**YOUR TASK:**
Where the data below begins, start retyping exactly, and end on the line with "of the upper", which is included; no picture goes in.

Start of DATA PROVIDED

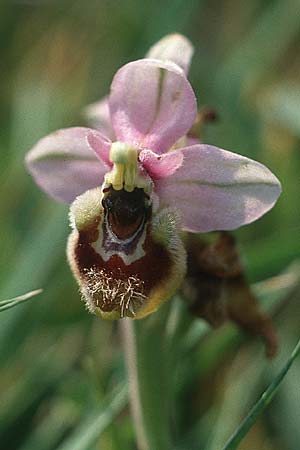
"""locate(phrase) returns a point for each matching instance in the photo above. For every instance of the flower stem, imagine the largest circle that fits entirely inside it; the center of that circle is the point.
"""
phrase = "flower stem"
(149, 380)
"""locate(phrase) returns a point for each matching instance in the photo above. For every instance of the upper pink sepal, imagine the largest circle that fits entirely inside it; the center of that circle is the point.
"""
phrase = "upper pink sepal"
(173, 47)
(215, 189)
(98, 117)
(64, 165)
(100, 144)
(152, 104)
(160, 166)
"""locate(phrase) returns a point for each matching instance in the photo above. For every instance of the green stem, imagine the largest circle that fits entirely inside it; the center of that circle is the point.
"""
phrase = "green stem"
(146, 344)
(129, 342)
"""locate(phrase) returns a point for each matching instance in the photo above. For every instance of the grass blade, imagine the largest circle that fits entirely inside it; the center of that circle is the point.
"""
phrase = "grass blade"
(91, 428)
(259, 407)
(10, 303)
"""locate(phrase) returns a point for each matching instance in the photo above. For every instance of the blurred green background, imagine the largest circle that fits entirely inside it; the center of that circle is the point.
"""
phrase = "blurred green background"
(61, 367)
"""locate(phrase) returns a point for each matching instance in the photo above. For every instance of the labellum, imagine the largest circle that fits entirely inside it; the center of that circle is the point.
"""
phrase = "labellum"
(126, 257)
(216, 289)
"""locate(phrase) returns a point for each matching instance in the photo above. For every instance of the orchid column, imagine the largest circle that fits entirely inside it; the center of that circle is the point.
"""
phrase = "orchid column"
(134, 192)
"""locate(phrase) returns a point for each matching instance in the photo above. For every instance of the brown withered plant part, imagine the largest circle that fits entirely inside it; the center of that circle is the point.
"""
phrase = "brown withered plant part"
(216, 289)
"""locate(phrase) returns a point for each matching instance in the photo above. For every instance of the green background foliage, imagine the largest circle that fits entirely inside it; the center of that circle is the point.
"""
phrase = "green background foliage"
(63, 380)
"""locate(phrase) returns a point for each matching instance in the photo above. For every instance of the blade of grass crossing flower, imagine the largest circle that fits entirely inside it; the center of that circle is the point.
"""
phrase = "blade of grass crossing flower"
(10, 303)
(262, 403)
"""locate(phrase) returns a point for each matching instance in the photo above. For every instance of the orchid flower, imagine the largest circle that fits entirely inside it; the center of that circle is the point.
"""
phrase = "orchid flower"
(135, 190)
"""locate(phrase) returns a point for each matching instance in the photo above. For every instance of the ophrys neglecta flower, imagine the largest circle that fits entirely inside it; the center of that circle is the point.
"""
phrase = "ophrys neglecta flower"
(132, 196)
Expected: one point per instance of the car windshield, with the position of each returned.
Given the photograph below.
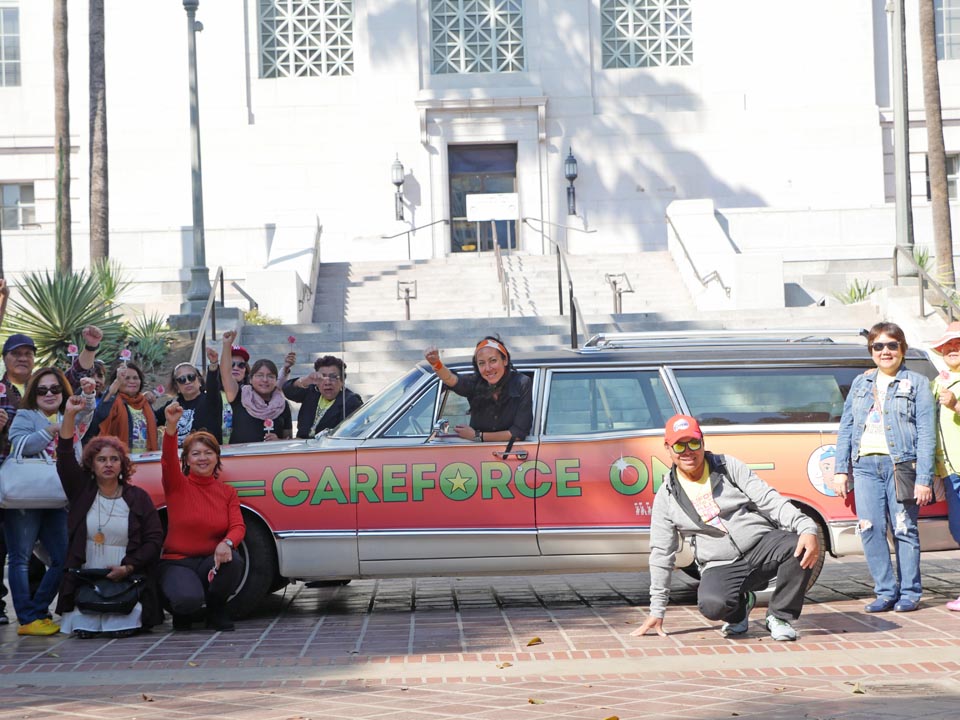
(369, 415)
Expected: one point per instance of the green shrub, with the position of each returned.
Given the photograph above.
(111, 279)
(54, 310)
(149, 338)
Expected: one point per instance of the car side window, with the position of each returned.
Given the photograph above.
(417, 421)
(751, 395)
(599, 401)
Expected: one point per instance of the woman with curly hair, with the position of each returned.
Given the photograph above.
(501, 399)
(125, 411)
(112, 525)
(200, 565)
(34, 431)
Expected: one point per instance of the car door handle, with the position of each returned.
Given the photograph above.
(505, 454)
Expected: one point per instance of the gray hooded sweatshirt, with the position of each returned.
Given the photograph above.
(749, 508)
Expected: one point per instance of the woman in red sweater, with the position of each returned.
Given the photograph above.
(200, 565)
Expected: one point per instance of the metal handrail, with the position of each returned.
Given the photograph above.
(502, 277)
(413, 230)
(576, 316)
(209, 313)
(703, 279)
(949, 297)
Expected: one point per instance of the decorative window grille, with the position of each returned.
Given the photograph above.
(473, 36)
(947, 19)
(301, 38)
(17, 206)
(647, 33)
(9, 46)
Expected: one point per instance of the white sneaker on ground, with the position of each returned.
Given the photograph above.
(780, 630)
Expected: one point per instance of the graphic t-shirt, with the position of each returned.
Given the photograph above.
(701, 495)
(874, 439)
(138, 434)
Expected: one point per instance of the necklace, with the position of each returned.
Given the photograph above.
(99, 537)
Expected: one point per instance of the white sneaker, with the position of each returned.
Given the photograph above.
(780, 630)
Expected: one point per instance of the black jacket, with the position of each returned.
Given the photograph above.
(345, 403)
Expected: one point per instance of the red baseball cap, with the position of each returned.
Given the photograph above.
(682, 427)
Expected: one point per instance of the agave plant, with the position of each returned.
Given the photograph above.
(856, 292)
(149, 338)
(54, 309)
(111, 279)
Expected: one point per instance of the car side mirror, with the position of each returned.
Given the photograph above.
(440, 427)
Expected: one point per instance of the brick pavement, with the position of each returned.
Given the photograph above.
(445, 648)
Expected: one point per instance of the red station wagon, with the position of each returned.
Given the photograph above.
(389, 493)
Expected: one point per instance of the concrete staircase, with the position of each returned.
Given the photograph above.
(466, 285)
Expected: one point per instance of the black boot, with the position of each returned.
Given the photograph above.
(217, 616)
(182, 622)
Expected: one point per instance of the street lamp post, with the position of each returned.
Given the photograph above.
(396, 177)
(199, 273)
(570, 173)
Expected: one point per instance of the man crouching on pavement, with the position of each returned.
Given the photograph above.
(743, 533)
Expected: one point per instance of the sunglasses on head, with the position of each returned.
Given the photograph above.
(681, 447)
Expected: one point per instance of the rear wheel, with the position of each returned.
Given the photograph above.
(259, 553)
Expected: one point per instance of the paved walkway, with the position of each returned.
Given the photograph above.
(539, 647)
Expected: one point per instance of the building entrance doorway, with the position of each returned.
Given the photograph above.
(480, 169)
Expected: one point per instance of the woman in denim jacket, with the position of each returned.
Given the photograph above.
(886, 432)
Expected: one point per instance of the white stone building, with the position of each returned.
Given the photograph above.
(778, 114)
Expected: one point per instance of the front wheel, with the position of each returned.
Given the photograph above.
(259, 553)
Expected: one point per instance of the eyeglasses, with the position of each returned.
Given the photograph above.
(681, 447)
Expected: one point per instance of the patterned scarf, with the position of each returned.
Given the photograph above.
(260, 408)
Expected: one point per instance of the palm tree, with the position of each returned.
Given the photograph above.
(61, 91)
(936, 153)
(99, 196)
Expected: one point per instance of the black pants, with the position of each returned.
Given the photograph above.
(185, 587)
(723, 590)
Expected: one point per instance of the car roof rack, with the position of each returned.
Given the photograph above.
(604, 341)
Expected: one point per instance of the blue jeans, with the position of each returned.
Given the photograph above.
(951, 487)
(22, 529)
(878, 509)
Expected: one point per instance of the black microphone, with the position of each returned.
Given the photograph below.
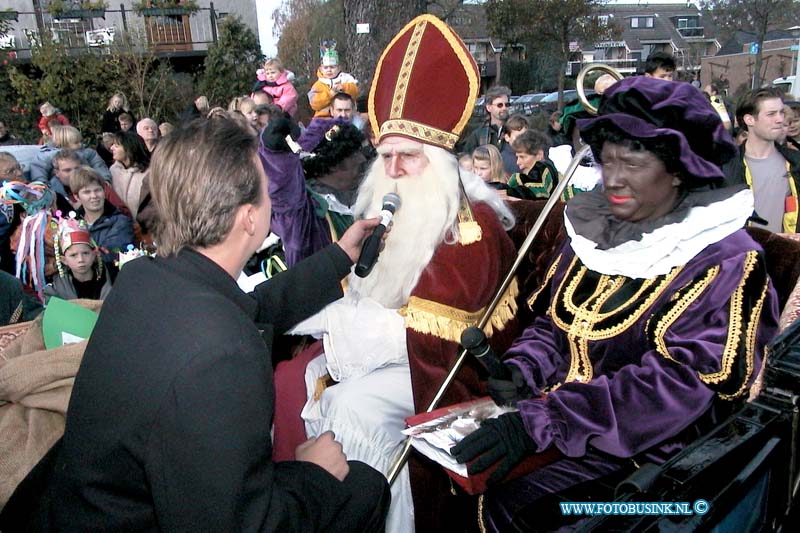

End of DATA PROVIDED

**RESPONSE AREA:**
"""locate(phrase) returns a point for each matching instance in the photo above. For every instance of the flower stem, imagine the largest circle that fits entirely inside it; the center of that circle is the point.
"""
phrase = "flower stem"
(149, 380)
"""locate(phrase) returns a point for each matching instance in the photo above. For every instance of the upper pink sepal, imagine the largest circle that fits entirely inside it; the center of that circle is the point.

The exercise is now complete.